### YOUR TASK
Set down, without alteration, the lines from the one that contains "Sports-analytics tagging: mark the girl" through the final line of the material below.

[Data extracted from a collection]
+++

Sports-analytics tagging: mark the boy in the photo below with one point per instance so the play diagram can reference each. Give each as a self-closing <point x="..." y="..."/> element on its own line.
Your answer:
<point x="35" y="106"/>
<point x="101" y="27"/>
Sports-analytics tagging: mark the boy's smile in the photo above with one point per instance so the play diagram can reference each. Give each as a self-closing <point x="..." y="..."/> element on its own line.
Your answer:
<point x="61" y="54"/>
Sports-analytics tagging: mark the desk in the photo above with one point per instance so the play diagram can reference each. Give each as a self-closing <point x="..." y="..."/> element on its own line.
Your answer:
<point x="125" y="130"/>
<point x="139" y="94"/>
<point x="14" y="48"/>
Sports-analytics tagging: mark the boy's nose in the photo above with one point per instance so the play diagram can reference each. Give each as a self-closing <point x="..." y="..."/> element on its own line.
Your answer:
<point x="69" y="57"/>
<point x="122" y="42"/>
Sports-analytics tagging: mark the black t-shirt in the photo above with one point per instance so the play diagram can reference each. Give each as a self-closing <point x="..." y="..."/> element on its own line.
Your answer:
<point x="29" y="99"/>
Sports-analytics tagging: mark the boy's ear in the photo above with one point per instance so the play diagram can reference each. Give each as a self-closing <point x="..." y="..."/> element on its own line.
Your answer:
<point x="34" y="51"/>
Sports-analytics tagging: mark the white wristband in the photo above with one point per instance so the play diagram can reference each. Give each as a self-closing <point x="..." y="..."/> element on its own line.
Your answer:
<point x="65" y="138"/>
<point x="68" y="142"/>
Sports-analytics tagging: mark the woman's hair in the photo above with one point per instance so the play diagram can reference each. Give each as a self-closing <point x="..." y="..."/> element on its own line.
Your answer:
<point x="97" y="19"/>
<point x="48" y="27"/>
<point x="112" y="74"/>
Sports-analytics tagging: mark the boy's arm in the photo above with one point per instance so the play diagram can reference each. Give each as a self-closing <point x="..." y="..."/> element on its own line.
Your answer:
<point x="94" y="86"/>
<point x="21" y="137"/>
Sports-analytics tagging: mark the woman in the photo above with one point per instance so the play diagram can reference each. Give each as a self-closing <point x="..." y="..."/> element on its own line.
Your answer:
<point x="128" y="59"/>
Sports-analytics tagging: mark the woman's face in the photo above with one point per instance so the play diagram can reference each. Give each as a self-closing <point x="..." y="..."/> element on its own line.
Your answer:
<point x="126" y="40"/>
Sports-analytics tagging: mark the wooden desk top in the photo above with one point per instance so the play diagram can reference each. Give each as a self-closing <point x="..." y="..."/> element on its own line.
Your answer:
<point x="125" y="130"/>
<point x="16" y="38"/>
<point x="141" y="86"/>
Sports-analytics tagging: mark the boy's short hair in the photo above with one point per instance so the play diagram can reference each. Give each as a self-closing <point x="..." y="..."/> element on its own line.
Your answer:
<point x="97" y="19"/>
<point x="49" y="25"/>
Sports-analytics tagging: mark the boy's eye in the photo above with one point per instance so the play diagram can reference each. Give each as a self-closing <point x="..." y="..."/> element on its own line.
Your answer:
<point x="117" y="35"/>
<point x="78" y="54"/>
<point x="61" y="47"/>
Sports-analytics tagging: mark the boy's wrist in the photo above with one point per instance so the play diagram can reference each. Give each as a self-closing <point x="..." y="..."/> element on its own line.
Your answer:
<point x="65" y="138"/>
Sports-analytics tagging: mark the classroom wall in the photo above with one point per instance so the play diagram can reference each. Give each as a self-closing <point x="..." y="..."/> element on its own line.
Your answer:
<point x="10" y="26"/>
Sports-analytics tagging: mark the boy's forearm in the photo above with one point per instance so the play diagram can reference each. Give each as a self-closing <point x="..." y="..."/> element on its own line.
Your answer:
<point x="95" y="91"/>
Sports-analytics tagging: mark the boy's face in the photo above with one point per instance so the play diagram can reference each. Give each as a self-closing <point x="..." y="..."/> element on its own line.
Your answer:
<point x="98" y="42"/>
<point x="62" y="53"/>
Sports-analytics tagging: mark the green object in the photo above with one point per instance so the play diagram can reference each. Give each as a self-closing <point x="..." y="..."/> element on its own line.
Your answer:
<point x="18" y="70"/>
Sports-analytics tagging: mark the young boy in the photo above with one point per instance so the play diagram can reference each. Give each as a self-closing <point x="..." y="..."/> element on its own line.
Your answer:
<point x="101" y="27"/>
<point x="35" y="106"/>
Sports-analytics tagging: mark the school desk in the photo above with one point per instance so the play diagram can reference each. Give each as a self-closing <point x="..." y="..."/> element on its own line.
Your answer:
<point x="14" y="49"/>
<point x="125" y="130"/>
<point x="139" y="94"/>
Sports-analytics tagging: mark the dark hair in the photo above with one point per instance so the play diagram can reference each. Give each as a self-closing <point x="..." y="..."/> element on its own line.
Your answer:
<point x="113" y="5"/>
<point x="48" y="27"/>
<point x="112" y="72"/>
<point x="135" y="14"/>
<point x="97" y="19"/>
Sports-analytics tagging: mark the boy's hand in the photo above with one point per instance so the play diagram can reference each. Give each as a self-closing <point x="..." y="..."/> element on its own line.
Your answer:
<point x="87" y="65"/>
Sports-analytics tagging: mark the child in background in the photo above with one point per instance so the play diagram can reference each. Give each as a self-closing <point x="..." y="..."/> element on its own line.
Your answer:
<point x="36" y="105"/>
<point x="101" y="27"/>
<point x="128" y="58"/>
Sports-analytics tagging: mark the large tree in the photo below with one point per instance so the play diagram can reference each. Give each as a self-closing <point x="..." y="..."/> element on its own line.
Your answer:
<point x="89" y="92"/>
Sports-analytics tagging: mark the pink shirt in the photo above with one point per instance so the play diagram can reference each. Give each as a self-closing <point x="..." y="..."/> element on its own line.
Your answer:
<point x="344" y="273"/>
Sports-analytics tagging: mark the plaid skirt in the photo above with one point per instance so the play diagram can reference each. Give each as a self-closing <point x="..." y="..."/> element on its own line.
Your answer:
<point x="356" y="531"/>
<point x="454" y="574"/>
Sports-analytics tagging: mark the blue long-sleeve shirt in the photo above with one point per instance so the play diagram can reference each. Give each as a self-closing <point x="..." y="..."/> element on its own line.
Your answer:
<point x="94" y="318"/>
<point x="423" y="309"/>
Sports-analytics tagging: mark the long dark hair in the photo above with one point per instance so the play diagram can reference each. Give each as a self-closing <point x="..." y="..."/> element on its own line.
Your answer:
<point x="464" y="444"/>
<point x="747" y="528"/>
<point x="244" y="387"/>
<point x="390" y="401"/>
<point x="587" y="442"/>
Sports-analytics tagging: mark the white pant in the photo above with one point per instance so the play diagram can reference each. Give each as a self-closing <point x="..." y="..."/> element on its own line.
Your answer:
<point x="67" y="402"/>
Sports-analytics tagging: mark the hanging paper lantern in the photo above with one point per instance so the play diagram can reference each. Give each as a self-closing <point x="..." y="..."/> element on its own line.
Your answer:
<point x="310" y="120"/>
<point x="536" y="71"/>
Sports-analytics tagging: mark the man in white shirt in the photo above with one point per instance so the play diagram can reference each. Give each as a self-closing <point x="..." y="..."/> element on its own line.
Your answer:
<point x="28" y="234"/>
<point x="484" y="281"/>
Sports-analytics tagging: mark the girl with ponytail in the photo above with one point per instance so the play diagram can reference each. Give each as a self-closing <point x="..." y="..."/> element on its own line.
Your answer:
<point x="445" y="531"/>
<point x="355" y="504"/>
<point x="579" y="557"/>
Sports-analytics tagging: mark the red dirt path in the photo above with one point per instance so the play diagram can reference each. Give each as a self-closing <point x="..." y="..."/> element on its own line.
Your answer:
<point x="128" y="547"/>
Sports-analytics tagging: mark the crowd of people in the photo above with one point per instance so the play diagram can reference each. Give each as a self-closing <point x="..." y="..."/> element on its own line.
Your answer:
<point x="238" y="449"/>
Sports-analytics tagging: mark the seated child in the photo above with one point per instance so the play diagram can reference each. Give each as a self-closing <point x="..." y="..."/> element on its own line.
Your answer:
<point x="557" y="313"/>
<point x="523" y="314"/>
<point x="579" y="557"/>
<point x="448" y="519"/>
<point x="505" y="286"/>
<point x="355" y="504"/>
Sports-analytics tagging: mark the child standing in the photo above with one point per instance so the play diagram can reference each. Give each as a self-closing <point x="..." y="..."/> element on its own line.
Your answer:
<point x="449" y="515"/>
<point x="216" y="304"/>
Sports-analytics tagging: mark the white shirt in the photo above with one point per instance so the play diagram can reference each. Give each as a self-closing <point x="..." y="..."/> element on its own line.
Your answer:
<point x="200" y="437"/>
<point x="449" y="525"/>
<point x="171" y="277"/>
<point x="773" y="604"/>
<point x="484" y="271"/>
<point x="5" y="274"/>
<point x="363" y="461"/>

+++

### EXPECTED OUTPUT
Sports-analytics tagging: mark the girl with ponytail in the photo above with one point per instance so the play diagram can reference each. Give each as a self-closing <point x="..." y="..."/> element on its own line.
Your answer:
<point x="445" y="531"/>
<point x="355" y="504"/>
<point x="579" y="557"/>
Sports-analytics tagging: mark the red dirt path in the photo above with one point per instance so the play diagram can reference each. Give each as a self-closing <point x="..." y="..."/> element on its own line.
Your answer:
<point x="128" y="547"/>
Sports-analytics tagging: mark the crowd of people in the photo above with one point per instance so the play diagram can reference each. Give each as a self-closing <point x="..." y="..."/> element on its own line.
Your answer:
<point x="238" y="449"/>
Sports-analytics tagging: mark the seated child in the photo above with one point per instance so the play diagram can reference each. Give each as a self-closing <point x="..." y="..."/> element on its own line.
Your answer:
<point x="557" y="313"/>
<point x="523" y="314"/>
<point x="579" y="557"/>
<point x="448" y="519"/>
<point x="505" y="286"/>
<point x="355" y="504"/>
Sports-analytics tagging: mark the child standing in the photo above with one point per instance so the play diagram can reference each. Give each as a self-closing <point x="..." y="..."/> element on its own line.
Your answer:
<point x="449" y="515"/>
<point x="216" y="304"/>
Sports-analytics tagging: mark the white shirt in the photo above with one point per instance so the play diagram can reference each. Give each as a self-closing <point x="..." y="..."/> element on its own line.
Your answer:
<point x="200" y="437"/>
<point x="449" y="525"/>
<point x="171" y="277"/>
<point x="773" y="604"/>
<point x="484" y="271"/>
<point x="5" y="274"/>
<point x="363" y="461"/>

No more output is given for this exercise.